## PROBLEM
Set the listing down again, exactly as it stands below.

··· EXERCISE MATERIAL ···

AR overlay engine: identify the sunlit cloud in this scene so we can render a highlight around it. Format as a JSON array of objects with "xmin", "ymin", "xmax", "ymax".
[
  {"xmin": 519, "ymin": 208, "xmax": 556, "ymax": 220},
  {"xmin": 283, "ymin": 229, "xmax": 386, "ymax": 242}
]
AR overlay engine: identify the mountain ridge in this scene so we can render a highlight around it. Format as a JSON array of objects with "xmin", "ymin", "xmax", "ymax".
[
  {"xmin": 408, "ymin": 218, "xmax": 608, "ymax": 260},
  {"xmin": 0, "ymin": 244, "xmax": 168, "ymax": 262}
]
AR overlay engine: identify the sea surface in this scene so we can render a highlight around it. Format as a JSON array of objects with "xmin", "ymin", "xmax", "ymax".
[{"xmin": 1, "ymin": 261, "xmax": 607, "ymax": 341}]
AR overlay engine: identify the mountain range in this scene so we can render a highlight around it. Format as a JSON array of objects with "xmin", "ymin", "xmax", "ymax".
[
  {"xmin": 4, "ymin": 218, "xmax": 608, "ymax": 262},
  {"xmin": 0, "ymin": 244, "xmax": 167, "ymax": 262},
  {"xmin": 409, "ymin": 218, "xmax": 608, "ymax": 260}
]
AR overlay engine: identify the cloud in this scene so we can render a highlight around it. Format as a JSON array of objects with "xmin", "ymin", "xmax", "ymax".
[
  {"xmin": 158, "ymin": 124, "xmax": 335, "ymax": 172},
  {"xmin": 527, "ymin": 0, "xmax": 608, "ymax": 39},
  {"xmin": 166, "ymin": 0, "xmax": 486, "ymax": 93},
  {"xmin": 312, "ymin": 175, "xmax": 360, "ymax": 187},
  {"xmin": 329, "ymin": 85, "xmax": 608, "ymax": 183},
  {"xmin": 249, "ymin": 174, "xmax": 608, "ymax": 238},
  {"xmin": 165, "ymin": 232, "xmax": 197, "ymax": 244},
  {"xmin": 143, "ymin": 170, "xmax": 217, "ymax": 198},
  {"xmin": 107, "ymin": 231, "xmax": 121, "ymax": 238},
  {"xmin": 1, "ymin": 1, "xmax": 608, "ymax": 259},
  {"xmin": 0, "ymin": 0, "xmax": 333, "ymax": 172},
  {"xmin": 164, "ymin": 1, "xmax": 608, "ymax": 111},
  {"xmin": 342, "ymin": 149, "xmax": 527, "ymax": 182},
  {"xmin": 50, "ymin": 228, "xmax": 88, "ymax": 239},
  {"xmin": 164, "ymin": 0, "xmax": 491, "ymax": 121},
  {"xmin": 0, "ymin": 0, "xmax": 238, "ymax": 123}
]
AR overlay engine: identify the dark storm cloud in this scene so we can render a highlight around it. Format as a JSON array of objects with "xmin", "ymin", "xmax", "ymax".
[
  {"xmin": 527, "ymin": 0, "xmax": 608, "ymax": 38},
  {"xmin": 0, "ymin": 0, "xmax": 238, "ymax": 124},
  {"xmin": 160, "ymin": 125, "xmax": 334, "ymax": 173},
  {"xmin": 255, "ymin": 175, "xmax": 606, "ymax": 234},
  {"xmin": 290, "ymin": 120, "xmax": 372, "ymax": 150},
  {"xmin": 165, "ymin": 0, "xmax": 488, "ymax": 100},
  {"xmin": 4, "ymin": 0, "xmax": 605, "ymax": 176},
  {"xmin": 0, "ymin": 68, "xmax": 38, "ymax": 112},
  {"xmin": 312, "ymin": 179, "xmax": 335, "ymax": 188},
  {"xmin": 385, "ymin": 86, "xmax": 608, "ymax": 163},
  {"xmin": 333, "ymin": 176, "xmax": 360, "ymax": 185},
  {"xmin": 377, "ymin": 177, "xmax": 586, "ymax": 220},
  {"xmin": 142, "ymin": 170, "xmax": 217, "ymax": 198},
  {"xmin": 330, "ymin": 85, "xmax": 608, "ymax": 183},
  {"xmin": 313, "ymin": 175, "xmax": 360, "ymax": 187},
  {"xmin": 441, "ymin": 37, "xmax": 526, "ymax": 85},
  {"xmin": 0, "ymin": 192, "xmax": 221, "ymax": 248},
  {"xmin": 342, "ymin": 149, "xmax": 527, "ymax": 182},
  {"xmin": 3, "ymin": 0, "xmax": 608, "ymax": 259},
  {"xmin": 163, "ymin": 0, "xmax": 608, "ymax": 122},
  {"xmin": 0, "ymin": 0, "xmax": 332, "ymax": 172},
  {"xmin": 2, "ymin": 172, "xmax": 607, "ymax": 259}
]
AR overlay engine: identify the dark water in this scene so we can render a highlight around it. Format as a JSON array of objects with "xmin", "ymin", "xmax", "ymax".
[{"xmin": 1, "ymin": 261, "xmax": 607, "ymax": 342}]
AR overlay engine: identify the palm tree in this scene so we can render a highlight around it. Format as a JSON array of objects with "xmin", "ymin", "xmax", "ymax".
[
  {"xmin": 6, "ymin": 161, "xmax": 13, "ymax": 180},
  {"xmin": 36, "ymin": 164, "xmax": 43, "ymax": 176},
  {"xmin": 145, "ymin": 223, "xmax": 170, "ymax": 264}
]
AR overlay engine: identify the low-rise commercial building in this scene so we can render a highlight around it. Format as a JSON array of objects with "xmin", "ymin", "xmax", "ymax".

···

## EXERCISE OUTPUT
AR overlay engine: identify the sunlit cloud in this scene so we can render a highlight around it. Format as a JSON array of objects with "xmin", "ymin", "xmax", "ymax".
[
  {"xmin": 519, "ymin": 208, "xmax": 556, "ymax": 220},
  {"xmin": 283, "ymin": 229, "xmax": 386, "ymax": 242}
]
AR overlay engine: identify the mountain ridge in this scene so we can render a highlight around it. Format as a JSON array of objects with "xmin", "ymin", "xmax", "ymax".
[
  {"xmin": 408, "ymin": 218, "xmax": 608, "ymax": 260},
  {"xmin": 0, "ymin": 244, "xmax": 168, "ymax": 262}
]
AR overlay engine: identify the sea surface in this scene so we can render a highlight around it. Format as a JSON array of objects with "xmin", "ymin", "xmax", "ymax".
[{"xmin": 1, "ymin": 261, "xmax": 607, "ymax": 341}]
AR overlay engine: identify the mountain range in this scene so we can render a highlight around it. Format as a JSON array of objects with "xmin", "ymin", "xmax", "ymax".
[
  {"xmin": 4, "ymin": 218, "xmax": 608, "ymax": 262},
  {"xmin": 0, "ymin": 244, "xmax": 167, "ymax": 262},
  {"xmin": 409, "ymin": 218, "xmax": 608, "ymax": 260}
]
AR overlay engine: identify the cloud in this scene so we can render a highlight around it. Format as a JSON array of objects with "xmin", "ymin", "xmax", "ymax".
[
  {"xmin": 158, "ymin": 124, "xmax": 335, "ymax": 172},
  {"xmin": 527, "ymin": 0, "xmax": 608, "ymax": 39},
  {"xmin": 166, "ymin": 0, "xmax": 486, "ymax": 93},
  {"xmin": 312, "ymin": 175, "xmax": 360, "ymax": 187},
  {"xmin": 329, "ymin": 85, "xmax": 608, "ymax": 183},
  {"xmin": 249, "ymin": 174, "xmax": 608, "ymax": 238},
  {"xmin": 165, "ymin": 232, "xmax": 197, "ymax": 244},
  {"xmin": 143, "ymin": 170, "xmax": 217, "ymax": 198},
  {"xmin": 107, "ymin": 231, "xmax": 121, "ymax": 238},
  {"xmin": 1, "ymin": 1, "xmax": 608, "ymax": 259},
  {"xmin": 0, "ymin": 0, "xmax": 333, "ymax": 172},
  {"xmin": 164, "ymin": 1, "xmax": 608, "ymax": 111},
  {"xmin": 342, "ymin": 149, "xmax": 527, "ymax": 182},
  {"xmin": 50, "ymin": 228, "xmax": 88, "ymax": 239},
  {"xmin": 164, "ymin": 0, "xmax": 491, "ymax": 121},
  {"xmin": 0, "ymin": 0, "xmax": 238, "ymax": 123}
]
AR overlay engine: identify the dark storm cloud in this scene so we can render a highlight around it. Format as a JSON array of objects with "xmin", "ymin", "xmax", "ymax".
[
  {"xmin": 527, "ymin": 0, "xmax": 608, "ymax": 38},
  {"xmin": 0, "ymin": 0, "xmax": 238, "ymax": 124},
  {"xmin": 160, "ymin": 125, "xmax": 334, "ymax": 173},
  {"xmin": 255, "ymin": 175, "xmax": 606, "ymax": 234},
  {"xmin": 290, "ymin": 120, "xmax": 372, "ymax": 150},
  {"xmin": 165, "ymin": 0, "xmax": 488, "ymax": 100},
  {"xmin": 4, "ymin": 0, "xmax": 605, "ymax": 176},
  {"xmin": 0, "ymin": 68, "xmax": 38, "ymax": 112},
  {"xmin": 312, "ymin": 179, "xmax": 335, "ymax": 188},
  {"xmin": 385, "ymin": 86, "xmax": 608, "ymax": 163},
  {"xmin": 333, "ymin": 176, "xmax": 360, "ymax": 185},
  {"xmin": 377, "ymin": 177, "xmax": 586, "ymax": 220},
  {"xmin": 142, "ymin": 170, "xmax": 217, "ymax": 198},
  {"xmin": 330, "ymin": 85, "xmax": 608, "ymax": 183},
  {"xmin": 313, "ymin": 175, "xmax": 360, "ymax": 187},
  {"xmin": 441, "ymin": 37, "xmax": 526, "ymax": 85},
  {"xmin": 0, "ymin": 192, "xmax": 221, "ymax": 248},
  {"xmin": 342, "ymin": 149, "xmax": 527, "ymax": 182},
  {"xmin": 3, "ymin": 0, "xmax": 608, "ymax": 259},
  {"xmin": 163, "ymin": 0, "xmax": 608, "ymax": 122},
  {"xmin": 0, "ymin": 0, "xmax": 332, "ymax": 172},
  {"xmin": 2, "ymin": 172, "xmax": 607, "ymax": 259}
]
AR overlay engine: identify the dark water in this scene so we can render a highlight around it. Format as a JSON array of objects with "xmin", "ymin", "xmax", "ymax".
[{"xmin": 1, "ymin": 261, "xmax": 607, "ymax": 342}]
AR overlay engine: identify the palm tree in this scene so we can render a highlight around it. Format as a JSON array of objects with "xmin", "ymin", "xmax", "ymax".
[
  {"xmin": 6, "ymin": 161, "xmax": 13, "ymax": 180},
  {"xmin": 36, "ymin": 164, "xmax": 43, "ymax": 176},
  {"xmin": 145, "ymin": 223, "xmax": 170, "ymax": 264}
]
AR overlay engine: identify the low-rise commercial building in this scene so we can render a highlight around it. Format as a JSON array of objects with "xmin", "ymin", "xmax", "ymax".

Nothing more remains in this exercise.